▶ **Dataset**
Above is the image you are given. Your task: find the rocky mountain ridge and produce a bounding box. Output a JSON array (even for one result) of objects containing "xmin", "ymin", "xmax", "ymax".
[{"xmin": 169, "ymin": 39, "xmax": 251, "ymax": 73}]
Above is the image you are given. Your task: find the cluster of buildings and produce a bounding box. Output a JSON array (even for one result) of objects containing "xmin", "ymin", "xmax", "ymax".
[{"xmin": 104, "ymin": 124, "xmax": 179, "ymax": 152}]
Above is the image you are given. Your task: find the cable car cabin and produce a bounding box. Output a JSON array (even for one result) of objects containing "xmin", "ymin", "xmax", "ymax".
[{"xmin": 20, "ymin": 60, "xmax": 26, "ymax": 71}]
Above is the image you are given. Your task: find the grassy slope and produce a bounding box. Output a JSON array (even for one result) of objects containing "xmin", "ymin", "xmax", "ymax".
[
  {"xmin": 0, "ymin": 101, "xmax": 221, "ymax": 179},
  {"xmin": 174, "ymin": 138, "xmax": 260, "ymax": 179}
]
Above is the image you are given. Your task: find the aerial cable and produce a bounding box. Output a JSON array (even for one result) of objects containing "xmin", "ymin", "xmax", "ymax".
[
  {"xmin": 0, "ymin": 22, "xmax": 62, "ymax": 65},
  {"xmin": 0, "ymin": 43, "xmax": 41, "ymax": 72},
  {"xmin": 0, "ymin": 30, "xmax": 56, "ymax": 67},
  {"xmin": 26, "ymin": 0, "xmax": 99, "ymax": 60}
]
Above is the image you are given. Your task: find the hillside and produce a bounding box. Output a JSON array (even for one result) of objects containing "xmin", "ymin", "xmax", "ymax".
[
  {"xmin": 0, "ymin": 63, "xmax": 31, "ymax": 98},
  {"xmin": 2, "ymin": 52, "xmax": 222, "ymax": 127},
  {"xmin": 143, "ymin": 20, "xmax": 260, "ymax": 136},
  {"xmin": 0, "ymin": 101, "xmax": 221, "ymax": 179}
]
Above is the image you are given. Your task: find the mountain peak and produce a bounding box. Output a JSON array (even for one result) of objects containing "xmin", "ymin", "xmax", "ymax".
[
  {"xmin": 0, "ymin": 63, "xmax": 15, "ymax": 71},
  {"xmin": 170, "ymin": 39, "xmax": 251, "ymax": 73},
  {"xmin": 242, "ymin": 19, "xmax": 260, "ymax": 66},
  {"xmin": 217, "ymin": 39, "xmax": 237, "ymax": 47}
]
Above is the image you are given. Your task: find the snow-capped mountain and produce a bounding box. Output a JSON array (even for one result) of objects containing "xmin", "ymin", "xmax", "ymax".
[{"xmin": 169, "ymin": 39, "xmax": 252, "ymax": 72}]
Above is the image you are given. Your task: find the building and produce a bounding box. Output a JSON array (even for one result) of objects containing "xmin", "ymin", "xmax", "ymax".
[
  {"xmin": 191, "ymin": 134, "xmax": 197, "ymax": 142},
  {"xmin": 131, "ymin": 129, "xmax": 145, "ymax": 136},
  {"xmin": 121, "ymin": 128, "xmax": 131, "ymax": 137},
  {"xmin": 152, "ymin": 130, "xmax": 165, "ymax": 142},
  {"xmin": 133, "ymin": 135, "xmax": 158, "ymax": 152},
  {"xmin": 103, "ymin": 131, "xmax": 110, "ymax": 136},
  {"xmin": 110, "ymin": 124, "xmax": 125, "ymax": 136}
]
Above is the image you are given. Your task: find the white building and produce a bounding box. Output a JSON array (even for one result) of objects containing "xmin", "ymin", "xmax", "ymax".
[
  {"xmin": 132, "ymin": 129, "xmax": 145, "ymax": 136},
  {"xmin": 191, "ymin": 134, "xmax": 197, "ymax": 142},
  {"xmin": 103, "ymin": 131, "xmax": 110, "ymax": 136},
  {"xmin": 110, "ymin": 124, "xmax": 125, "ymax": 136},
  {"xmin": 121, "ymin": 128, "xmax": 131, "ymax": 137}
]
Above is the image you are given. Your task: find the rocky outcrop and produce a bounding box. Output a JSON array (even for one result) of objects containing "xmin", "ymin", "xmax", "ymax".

▶ **Request**
Please pull out every line of the data above that contains the word "cable".

▶ **Response to the exercise**
Above is the image you are given. Your task: find the cable car cabin and produce a bounding box. Output a JSON array (even for one result) of objects containing "xmin", "ymin", "xmax", "ymax".
Above is the image you are given. Your task: find the aerial cable and produce a bounding box. Output a JSON array (even for one result) of objects containing "xmin", "ymin", "xmax", "ymax".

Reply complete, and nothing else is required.